Work order:
In the records below, pick out all lines containing the word "instance".
(Data under study begins)
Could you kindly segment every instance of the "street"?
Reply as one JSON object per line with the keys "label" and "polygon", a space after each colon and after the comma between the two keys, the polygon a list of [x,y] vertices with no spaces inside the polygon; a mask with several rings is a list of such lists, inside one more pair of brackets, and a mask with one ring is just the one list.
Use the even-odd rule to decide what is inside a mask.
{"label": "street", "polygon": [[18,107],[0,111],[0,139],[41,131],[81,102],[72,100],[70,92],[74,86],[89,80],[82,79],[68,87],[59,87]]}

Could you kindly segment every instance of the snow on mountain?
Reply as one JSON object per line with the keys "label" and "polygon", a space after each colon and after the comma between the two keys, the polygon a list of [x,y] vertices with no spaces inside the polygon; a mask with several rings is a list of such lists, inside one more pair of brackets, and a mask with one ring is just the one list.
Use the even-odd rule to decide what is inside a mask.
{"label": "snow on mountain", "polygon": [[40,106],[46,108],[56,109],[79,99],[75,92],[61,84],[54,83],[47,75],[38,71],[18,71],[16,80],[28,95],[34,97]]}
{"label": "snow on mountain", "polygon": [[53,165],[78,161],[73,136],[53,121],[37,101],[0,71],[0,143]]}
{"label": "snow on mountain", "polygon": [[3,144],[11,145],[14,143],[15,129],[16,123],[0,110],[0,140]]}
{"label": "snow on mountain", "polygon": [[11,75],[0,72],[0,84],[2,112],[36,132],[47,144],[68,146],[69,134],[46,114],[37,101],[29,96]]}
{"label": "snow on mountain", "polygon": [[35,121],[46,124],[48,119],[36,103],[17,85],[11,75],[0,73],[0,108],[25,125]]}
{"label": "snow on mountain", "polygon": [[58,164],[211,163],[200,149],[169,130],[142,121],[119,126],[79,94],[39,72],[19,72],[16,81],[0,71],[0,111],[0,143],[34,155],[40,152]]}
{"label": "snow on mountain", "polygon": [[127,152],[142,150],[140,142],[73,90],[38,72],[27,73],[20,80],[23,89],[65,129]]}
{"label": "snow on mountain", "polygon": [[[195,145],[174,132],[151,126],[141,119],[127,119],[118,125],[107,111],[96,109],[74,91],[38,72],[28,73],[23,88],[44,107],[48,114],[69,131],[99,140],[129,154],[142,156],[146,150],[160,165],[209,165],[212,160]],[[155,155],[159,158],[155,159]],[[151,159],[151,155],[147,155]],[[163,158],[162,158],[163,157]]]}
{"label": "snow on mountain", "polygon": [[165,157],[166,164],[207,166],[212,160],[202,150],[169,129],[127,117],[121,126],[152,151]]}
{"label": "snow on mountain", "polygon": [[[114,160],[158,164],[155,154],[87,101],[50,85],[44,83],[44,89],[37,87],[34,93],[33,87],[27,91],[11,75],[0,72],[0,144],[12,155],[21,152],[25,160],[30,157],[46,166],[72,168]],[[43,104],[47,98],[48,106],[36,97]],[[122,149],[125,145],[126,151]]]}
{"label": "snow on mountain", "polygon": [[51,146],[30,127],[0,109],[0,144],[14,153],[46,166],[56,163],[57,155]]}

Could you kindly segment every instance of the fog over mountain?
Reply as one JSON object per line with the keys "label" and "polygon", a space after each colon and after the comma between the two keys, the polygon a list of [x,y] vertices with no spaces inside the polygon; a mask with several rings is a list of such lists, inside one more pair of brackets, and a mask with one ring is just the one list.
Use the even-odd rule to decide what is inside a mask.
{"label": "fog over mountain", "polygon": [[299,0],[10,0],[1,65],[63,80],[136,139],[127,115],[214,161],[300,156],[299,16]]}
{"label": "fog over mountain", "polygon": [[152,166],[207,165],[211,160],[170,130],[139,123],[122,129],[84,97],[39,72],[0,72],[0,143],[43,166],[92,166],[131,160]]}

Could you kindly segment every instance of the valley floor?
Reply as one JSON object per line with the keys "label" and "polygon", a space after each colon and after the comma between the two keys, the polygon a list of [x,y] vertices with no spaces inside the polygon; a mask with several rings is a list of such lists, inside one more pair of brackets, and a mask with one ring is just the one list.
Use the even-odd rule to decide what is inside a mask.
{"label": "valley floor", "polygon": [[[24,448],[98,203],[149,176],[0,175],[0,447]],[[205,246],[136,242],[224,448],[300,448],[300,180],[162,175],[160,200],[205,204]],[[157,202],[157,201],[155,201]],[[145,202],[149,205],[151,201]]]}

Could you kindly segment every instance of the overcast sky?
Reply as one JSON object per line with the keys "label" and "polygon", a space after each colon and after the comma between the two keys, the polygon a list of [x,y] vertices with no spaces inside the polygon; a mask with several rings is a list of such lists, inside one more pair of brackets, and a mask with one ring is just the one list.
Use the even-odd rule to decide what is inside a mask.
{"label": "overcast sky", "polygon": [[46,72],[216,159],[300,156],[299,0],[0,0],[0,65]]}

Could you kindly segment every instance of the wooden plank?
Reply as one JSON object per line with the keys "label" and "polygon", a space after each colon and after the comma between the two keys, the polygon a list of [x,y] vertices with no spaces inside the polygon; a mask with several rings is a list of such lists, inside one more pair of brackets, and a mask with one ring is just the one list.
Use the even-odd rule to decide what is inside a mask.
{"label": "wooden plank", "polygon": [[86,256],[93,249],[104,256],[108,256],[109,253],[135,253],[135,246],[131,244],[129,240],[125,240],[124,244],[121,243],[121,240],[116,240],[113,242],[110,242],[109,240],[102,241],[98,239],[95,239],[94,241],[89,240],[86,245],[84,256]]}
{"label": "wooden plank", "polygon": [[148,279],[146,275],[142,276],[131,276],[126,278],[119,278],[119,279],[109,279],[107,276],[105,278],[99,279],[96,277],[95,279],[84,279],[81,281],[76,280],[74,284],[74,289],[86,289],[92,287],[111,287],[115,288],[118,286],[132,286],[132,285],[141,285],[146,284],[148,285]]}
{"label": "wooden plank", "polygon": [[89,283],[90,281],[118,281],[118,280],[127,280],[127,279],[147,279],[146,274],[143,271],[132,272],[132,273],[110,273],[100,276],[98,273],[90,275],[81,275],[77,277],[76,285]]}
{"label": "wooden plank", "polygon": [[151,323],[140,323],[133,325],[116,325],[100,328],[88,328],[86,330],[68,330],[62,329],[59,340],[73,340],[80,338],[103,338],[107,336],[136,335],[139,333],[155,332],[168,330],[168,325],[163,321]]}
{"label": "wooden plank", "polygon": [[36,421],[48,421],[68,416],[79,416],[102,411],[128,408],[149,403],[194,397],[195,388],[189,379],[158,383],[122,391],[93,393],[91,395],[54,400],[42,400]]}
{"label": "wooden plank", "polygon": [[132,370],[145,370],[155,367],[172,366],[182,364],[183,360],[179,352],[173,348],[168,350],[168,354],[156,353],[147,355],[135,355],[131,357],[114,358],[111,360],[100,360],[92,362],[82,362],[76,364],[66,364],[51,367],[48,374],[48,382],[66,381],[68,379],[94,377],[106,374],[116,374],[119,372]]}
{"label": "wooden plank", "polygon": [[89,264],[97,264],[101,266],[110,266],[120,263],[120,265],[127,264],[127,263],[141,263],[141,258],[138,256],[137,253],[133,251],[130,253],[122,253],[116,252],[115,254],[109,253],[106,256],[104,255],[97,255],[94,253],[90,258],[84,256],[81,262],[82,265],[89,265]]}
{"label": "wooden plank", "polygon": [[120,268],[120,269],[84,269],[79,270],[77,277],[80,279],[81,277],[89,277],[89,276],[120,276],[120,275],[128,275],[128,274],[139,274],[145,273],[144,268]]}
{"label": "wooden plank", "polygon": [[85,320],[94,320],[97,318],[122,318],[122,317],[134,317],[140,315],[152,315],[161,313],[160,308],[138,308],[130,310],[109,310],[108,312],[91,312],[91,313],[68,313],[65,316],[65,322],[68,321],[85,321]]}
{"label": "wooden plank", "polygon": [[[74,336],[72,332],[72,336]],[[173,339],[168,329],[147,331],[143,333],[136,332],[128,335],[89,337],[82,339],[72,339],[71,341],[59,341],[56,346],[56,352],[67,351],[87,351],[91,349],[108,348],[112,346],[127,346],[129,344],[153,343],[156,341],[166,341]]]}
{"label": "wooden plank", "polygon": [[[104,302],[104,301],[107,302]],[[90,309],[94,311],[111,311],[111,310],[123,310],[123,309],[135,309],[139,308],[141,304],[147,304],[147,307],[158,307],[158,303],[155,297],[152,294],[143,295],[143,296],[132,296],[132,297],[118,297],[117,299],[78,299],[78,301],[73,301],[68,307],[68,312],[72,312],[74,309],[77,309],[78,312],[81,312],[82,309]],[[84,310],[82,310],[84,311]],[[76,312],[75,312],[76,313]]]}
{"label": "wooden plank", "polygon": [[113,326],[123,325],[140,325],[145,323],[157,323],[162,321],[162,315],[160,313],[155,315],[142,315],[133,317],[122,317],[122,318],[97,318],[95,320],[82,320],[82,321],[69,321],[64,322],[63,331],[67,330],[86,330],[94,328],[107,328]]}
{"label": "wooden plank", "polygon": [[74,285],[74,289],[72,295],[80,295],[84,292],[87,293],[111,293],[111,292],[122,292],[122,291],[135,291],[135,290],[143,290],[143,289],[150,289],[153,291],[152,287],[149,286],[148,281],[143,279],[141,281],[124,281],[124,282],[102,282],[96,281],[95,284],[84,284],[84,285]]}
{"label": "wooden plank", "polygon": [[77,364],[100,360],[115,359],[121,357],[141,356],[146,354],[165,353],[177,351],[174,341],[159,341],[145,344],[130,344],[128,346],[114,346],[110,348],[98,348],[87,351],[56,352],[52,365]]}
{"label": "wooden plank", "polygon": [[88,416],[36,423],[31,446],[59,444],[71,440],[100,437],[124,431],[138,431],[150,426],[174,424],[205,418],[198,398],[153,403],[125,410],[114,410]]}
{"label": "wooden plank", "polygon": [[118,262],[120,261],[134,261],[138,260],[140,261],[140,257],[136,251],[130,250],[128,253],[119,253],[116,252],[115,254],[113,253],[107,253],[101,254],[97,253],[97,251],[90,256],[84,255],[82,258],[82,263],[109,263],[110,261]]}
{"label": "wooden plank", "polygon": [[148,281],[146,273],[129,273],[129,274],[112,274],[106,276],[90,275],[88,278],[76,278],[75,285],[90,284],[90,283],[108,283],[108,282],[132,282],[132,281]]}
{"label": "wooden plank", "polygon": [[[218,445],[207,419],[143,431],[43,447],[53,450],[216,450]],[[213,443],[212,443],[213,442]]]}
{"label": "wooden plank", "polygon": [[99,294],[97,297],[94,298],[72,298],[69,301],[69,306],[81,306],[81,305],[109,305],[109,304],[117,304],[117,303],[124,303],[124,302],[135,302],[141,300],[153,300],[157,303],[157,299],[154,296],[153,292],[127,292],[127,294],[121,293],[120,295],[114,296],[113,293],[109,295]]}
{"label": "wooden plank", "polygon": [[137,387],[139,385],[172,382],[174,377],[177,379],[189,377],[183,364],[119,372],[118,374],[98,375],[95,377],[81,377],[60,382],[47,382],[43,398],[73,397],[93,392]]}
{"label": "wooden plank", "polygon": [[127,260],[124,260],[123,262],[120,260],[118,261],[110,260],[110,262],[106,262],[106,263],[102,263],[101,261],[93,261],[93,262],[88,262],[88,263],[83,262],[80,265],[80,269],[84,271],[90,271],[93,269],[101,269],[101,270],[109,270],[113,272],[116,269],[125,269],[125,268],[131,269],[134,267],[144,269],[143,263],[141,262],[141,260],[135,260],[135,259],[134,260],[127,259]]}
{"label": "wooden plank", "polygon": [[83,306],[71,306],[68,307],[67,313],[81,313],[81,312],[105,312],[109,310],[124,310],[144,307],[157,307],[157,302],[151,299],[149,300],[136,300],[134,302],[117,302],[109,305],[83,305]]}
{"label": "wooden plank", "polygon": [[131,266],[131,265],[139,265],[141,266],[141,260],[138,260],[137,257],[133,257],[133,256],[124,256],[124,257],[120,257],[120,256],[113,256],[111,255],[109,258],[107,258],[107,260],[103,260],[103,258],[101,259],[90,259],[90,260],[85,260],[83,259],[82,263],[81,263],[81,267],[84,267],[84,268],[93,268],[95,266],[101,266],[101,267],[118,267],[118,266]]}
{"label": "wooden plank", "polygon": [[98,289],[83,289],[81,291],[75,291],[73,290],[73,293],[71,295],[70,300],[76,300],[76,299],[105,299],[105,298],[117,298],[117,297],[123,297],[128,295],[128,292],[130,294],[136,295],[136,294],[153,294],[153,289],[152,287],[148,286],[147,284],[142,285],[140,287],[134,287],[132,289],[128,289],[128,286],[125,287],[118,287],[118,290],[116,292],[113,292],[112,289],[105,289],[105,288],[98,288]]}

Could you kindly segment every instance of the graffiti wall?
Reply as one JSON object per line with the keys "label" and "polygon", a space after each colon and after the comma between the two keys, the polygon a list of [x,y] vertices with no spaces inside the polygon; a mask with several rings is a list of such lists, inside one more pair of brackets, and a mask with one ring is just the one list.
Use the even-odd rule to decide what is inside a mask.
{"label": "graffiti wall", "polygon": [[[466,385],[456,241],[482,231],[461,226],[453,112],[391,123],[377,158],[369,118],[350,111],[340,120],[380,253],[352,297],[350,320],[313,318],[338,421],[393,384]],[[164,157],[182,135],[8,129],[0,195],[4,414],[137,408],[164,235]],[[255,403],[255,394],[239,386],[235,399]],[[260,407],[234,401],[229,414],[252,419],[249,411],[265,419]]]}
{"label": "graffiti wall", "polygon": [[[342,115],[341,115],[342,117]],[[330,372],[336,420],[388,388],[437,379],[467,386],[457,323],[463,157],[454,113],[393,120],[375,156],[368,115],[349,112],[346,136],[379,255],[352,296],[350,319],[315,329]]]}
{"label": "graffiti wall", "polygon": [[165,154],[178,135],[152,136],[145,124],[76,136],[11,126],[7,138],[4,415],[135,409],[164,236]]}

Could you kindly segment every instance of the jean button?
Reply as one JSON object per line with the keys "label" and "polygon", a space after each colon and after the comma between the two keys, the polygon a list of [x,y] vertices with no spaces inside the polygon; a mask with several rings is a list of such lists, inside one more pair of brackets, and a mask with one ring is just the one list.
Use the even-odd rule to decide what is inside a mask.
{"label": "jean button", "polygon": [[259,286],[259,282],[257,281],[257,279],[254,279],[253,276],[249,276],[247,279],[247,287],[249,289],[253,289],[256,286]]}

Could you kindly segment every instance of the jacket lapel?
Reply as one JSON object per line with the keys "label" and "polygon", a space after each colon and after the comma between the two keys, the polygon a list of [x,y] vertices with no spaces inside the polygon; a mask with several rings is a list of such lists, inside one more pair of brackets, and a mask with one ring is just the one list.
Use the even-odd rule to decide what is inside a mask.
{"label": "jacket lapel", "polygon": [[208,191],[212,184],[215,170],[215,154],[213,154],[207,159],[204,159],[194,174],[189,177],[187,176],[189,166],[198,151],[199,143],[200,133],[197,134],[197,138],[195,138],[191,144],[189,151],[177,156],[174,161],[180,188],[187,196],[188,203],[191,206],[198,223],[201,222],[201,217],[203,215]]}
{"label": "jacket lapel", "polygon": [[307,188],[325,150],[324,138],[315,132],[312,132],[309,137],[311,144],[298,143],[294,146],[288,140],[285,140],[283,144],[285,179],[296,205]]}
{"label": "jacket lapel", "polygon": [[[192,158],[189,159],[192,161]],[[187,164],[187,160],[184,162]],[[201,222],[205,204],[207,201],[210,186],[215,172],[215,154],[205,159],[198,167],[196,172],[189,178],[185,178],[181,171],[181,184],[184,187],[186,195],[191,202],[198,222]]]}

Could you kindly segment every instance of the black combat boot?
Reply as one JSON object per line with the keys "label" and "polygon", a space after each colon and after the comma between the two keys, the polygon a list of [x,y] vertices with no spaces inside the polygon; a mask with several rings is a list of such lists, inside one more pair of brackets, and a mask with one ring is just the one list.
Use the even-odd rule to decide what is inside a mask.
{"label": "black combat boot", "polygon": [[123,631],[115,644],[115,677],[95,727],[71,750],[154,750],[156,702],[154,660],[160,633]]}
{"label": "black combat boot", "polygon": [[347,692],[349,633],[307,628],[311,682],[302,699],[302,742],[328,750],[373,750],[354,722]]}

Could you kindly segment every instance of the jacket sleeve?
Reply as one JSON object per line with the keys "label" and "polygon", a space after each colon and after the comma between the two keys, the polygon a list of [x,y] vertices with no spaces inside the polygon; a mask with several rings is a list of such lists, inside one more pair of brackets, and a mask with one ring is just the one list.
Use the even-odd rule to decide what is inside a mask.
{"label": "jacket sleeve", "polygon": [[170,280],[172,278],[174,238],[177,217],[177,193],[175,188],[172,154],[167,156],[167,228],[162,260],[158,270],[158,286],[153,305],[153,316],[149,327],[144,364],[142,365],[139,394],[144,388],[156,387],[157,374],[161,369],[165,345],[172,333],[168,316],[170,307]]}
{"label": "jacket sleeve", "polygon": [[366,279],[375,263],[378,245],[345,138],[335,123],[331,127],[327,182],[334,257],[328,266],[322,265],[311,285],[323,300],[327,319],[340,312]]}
(Data under study ends)
Answer section:
Could you kindly segment every instance of the "street"?
Could you kindly segment every instance of the snow on mountain?
Could you kindly segment every instance of the fog over mountain?
Could you kindly segment every instance of the valley floor?
Could you kindly segment every instance of the overcast sky?
Could you kindly segment every instance of the wooden plank?
Could you kindly segment every instance of the graffiti wall?
Could you kindly segment every instance of the jean button?
Could you kindly segment every instance of the jacket lapel?
Could you kindly segment every instance of the black combat boot?
Could you kindly segment every instance of the jacket sleeve?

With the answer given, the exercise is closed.